=== Written exercise 1 ===
Update the film commentary from "Inside the prison" up to and including "being a game.", swapping "checker pattern" for "checkerboard pattern".

=== Page extract ===
At the start of the film we read:
2012-The United States economy collapses. Unemployment hits a record high. Crime rates spiral out of control. The prison system reaches breaking point. Private corporations now run all correctional facilities for profit.
Terminal Island Penitentiary streams a series of cage fights live on the Internet. Prisoners fight to the death, creating a ratings sensation. They are the new gladiators and Terminal Island is their Coliseum.
The gladiator/Coliseum analogy is not a casual one here; the gladiatorial motif is an expression of the transformation theme itself. In the Roman Empire, it was the gladiators who demonstrated the society's ideals of courage and discipline. They confronted death courageously and attained victory over it--even when dying. Mastery of the moment of death was a means of taking control of fate itself, a form of salvation. The gladiator attains self-salvation through his own virtues.
Our modern day gladiator is Jensen Ames, a former race car driver now working in a steel mill. This is his final day of work as the mill is shutting down. He receives his last pay, then goes home to his wife and child.
Later that same night, an intruder enters the home and kills his wife. He is later arrested and taken to prison.
His prisoner number is 77119. This is clearly an allusion to the 9-11 attacks and the 7-7 bombing. Both were "false flag" events engineered to give the governments more power paving the way for the NWO. Whoever chose this number for Ames is probably trying to communicate to the viewer that we, like Ames, have been "set up."
Inside the prison is the familiar back and white checker pattern on the floor; this is a major motif in Hollywood film representing the game of chess, or the struggle between light and dark. In a situation like this, where the characters are literally standing in for the game pieces, they become "pawns in the game." At the end of the film we'll find another reference to this being a game.
Also in the scene is a Christmas tree. This means that Jensen Ames in present somewhere near the big date: December 21, 2012. This is entirely apropos of the film's theme, not only the supposed transformative date, but also the winter solstice is a three day rebirthing event. The race is a three day event from which Ames will be reborn.

=== Task data ===

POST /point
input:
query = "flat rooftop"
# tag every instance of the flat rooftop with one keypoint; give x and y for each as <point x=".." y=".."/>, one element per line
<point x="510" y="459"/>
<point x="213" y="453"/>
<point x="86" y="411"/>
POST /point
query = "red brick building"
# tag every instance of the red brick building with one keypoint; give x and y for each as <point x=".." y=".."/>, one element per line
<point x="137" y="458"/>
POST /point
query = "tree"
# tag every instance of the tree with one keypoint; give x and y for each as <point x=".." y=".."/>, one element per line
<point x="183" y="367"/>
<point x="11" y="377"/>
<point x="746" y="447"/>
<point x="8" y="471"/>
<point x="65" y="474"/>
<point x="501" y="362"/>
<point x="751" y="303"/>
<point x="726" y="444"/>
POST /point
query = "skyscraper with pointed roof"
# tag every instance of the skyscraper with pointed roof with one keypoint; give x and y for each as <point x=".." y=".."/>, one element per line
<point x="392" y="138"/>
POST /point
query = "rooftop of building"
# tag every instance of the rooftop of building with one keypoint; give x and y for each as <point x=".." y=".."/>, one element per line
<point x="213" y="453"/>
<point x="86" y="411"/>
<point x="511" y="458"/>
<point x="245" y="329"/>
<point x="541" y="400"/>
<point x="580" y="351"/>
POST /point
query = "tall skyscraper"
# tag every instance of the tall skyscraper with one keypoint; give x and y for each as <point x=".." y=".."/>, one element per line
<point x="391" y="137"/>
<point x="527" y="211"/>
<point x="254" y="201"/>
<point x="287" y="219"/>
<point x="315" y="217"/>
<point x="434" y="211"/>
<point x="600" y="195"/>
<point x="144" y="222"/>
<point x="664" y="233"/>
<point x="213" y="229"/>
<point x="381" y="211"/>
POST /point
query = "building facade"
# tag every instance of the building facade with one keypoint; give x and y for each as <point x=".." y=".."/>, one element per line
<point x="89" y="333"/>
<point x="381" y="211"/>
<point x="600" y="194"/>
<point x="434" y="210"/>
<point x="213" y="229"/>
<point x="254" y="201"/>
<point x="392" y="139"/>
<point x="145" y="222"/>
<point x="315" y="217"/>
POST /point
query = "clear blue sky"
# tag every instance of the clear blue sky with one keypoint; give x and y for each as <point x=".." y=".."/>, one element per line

=== Written exercise 2 ===
Select each line of the records that contains the string "flat".

=== Written solution 1 ===
Inside the prison is the familiar back and white checkerboard pattern on the floor; this is a major motif in Hollywood film representing the game of chess, or the struggle between light and dark. In a situation like this, where the characters are literally standing in for the game pieces, they become "pawns in the game." At the end of the film we'll find another reference to this being a game.

=== Written solution 2 ===
query = "flat rooftop"
# tag every instance of the flat rooftop with one keypoint; give x and y for each as <point x=".." y=".."/>, one element per line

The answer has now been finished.